▸ QUESTÃO A
Segundo o texto sobre inteligência artificial na advocacia, em que ano foi criado o ELI?
▸ QUESTÃO B
Transcreva fielmente a passagem do texto sobre inteligência artificial na advocacia que começa em "A prática demonstra" e segue até "produtividade dos escritórios [3].".

── TRECHO PARA LEITURA

Com efeito, diversos cientistas e programadores entendem que a IA representará revolução tecnológica semelhante ao computador pessoal. Há aqueles inclusive que consideram a não utilização de novas tecnologias como negligência, pois as novas máquinas, dotadas de machine learning, apresentarão dados mais rapidamente com maior precisão de informação, inexistindo justificativa para a resistência ao movimento.

Diversas bancas estão investindo de forma maciça em tecnologia, não apenas com a contratação de ferramentas disponíveis no mercado, como, ainda, desenvolvendo dentro do próprio escritório [2].

Assim, a famosa área de TI dos escritórios passou a contar não somente com uma rede de suporte aos sistemas de uso cotidiano, mas, ainda, percebe-se o crescimento nas contratações de profissionais voltados para a criação e o aperfeiçoamento de tecnologia voltada ao mundo jurídico.

Com efeito, utiliza-se a inteligência artificial desde para varredura diária nos andamentos processuais nos tribunais do país e alerta sobre o ajuizamento de ações, com o estudo da incidência de casos/decisões com o mesmo objeto (jurimetria), até mesmo para a realização de processos operacionais internos dos escritórios.

A prática demonstra que algumas atividades já são absorvidas pela tecnologia, Exemplo, em 2015 um grupo de advogados e engenheiros fundou a Tikal Tech, uma empresa de tecnologia dedicada ao desenvolvimento de soluções inovadores com foco no segmento jurídico. E em 2017 eles criaram o primeiro robô assistente de advogados do Brasil, o ELI (enhanced legal intelligence). Ele acelera o andamento de processos e aumenta a produtividade dos escritórios [3].

O robô cadastra processos, faz teses de defesa, monta e elabora petições iniciais. Um trabalho que antes demorava 34 dias para ser realizado com o Eli sai instantaneamente, como é o caso da distribuição de uma petição inicial na área trabalhista.

Assim, ainda que a ferramenta represente um grande avanço para os escritórios, estima-se que funções de estagiários, assistente jurídicos e advogados em início de carreira enfrentarão complexas mudanças na estrutura e modelo de trabalho, porquanto, as funções repetitivas ou de menor dificuldade serão realizadas por máquinas.

Nessa toada, atualmente se vislumbra a exigência de novas competências dos profissionais iniciantes da carreira. Nas entrevistas de emprego, usualmente questiona-se quanto a outras habilidades para além do Direito, como técnicas de mídias sociais, conhecimentos de programas de computação, gestão de pessoas, programação, entre outras.

Assim, cada vez mais, exige-se um profissional multifacetário, capaz de apresentar soluções jurídicas, gerar conteúdo nas redes sociais, captar clientes, produzir artigos acadêmicos e utilizar softwares complexos.

A experiência prática muitas vezes não caminha concomitantemente com a formação acadêmica tradicional. O estágio pouco acompanha as constantes exigências do mercado. Ademais, o país passa por baixo crescimento econômico em razão da crise, atrelado ao avanço significativo da utilização de novas tecnologias, como robôs e IA, que podem preencher as vagas de emprego voltados aos profissionais iniciantes, como estagiários e advogados juniores.

────
── DADOS FORNECIDOS

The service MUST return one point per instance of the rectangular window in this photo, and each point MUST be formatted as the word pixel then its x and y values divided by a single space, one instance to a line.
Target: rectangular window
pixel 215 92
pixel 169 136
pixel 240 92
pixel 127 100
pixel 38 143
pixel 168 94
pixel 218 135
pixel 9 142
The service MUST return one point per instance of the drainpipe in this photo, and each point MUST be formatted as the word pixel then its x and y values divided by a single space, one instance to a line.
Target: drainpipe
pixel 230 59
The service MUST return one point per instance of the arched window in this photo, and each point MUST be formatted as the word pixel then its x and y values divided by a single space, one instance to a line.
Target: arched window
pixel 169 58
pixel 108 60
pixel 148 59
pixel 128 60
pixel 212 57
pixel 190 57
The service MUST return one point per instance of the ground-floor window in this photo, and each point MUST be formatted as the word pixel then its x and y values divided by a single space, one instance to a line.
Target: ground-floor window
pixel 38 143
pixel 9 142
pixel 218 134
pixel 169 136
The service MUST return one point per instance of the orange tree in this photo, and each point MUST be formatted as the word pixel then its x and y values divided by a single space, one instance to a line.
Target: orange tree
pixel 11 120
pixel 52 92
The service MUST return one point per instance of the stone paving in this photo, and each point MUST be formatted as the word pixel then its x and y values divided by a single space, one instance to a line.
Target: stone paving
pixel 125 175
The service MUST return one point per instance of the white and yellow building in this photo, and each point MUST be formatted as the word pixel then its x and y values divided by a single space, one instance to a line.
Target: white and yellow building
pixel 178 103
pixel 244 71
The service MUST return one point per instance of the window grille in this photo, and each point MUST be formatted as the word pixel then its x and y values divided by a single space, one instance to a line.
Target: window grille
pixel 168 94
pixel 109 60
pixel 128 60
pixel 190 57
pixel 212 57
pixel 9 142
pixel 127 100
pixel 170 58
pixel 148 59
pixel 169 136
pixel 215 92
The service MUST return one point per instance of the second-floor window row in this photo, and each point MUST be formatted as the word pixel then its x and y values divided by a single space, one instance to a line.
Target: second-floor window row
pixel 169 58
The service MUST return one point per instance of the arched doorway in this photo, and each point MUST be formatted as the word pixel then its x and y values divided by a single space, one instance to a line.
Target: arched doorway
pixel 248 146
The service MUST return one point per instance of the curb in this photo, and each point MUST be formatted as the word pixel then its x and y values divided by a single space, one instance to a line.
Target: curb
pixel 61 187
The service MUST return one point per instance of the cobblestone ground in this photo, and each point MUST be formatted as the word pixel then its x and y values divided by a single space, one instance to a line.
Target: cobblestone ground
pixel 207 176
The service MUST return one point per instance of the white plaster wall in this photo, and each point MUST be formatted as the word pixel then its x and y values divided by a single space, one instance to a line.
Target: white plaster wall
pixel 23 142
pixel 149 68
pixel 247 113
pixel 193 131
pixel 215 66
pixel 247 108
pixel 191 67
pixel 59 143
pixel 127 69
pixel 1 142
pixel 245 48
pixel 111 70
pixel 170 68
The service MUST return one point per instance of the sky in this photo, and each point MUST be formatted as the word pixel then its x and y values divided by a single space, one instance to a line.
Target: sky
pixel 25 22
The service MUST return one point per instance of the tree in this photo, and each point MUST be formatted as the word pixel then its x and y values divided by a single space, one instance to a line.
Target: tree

────

▸ RESPOSTA A
Em 2017.

▸ RESPOSTA B
A prática demonstra que algumas atividades já são absorvidas pela tecnologia, Exemplo, em 2015 um grupo de advogados e engenheiros fundou a Tikal Tech, uma empresa de tecnologia dedicada ao desenvolvimento de soluções inovadores com foco no segmento jurídico. E em 2017 eles criaram o primeiro robô assistente de advogados do Brasil, o ELI (enhanced legal intelligence). Ele acelera o andamento de processos e aumenta a produtividade dos escritórios [3].